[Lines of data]

## BEGIN

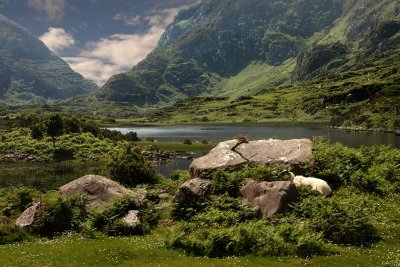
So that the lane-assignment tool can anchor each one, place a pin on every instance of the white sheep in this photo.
(315, 184)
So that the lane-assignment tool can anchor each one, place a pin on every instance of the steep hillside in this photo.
(241, 47)
(30, 73)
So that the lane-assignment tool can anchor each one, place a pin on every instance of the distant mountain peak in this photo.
(30, 72)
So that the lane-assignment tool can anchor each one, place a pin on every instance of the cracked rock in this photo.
(233, 155)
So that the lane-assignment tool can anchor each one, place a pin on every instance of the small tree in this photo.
(129, 167)
(54, 127)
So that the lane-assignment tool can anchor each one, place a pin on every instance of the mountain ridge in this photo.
(30, 72)
(213, 41)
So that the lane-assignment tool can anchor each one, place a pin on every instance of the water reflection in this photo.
(276, 130)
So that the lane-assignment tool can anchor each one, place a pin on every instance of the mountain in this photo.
(231, 48)
(30, 72)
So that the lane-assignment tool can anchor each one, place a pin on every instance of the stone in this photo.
(98, 190)
(193, 189)
(222, 157)
(233, 155)
(132, 218)
(28, 216)
(275, 151)
(271, 197)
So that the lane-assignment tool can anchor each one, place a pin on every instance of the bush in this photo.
(21, 198)
(10, 233)
(339, 222)
(109, 220)
(365, 168)
(130, 168)
(257, 238)
(187, 141)
(60, 214)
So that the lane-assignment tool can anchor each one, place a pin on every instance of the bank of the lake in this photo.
(221, 132)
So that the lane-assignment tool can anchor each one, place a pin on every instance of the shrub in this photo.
(339, 222)
(366, 182)
(109, 220)
(60, 214)
(255, 237)
(187, 141)
(21, 198)
(129, 167)
(10, 233)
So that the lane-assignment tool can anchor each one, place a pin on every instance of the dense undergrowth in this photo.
(362, 179)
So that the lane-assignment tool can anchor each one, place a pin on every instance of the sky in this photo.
(97, 38)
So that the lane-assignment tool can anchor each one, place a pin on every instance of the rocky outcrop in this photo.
(310, 62)
(271, 197)
(222, 156)
(97, 189)
(232, 155)
(193, 189)
(28, 216)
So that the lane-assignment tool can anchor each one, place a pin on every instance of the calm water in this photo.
(277, 130)
(53, 175)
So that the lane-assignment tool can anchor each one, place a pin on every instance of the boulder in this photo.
(132, 218)
(98, 190)
(28, 216)
(233, 155)
(222, 156)
(270, 197)
(193, 189)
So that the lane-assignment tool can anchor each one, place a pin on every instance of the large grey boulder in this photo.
(193, 189)
(232, 155)
(270, 197)
(28, 216)
(98, 190)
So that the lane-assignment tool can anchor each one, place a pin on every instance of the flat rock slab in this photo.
(98, 190)
(270, 197)
(222, 157)
(232, 155)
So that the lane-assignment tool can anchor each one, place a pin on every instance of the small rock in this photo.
(271, 197)
(132, 218)
(98, 190)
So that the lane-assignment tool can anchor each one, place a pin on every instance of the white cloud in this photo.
(128, 20)
(53, 8)
(57, 39)
(119, 52)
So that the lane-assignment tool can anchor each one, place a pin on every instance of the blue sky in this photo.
(97, 38)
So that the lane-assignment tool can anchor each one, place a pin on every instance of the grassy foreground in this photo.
(149, 250)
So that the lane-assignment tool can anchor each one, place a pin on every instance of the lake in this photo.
(264, 131)
(52, 175)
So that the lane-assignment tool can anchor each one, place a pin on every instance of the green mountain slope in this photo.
(300, 60)
(30, 73)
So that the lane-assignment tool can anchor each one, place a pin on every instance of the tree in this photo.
(54, 126)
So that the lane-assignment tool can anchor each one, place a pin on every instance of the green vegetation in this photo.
(31, 73)
(355, 223)
(129, 167)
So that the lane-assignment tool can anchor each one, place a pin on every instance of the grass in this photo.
(149, 250)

## END

Copy the lines of material from the line with "cloud in this photo." through the end of the material. Keep the wording unchanged, and multiply each answer coordinate by 1.35, rounding to whole numbers with halves rounded up.

Complete response>
So that the lane-assignment tool can anchor each one, place a pin on every instance of the white cloud in this photo.
(173, 27)
(72, 11)
(77, 53)
(161, 70)
So that the lane-assignment tool can anchor each one, place a pin on every instance of the blue sky in this photo.
(131, 51)
So that the lane-assignment tool can anchor each one, place a pin on every instance of the grassy foreground in this photo.
(201, 338)
So that the lane-assignment tool can anchor each one, place a pin on every instance of the lake in this photo.
(356, 177)
(70, 236)
So that the lane-assignment tool can anchor each one, place a pin on every instance of the green mountain slope in this photo.
(405, 81)
(41, 99)
So that the lane-assignment tool can anchor each one, place a pin on every instance of the tree in this photo.
(73, 170)
So that the lane-assignment tool can anchor each one, place a pin on every instance of the green vegetation in this photo.
(42, 99)
(479, 301)
(174, 225)
So that the lane-assignment tool can anchor each one, place a pin on every instance of the grass in this photo.
(201, 338)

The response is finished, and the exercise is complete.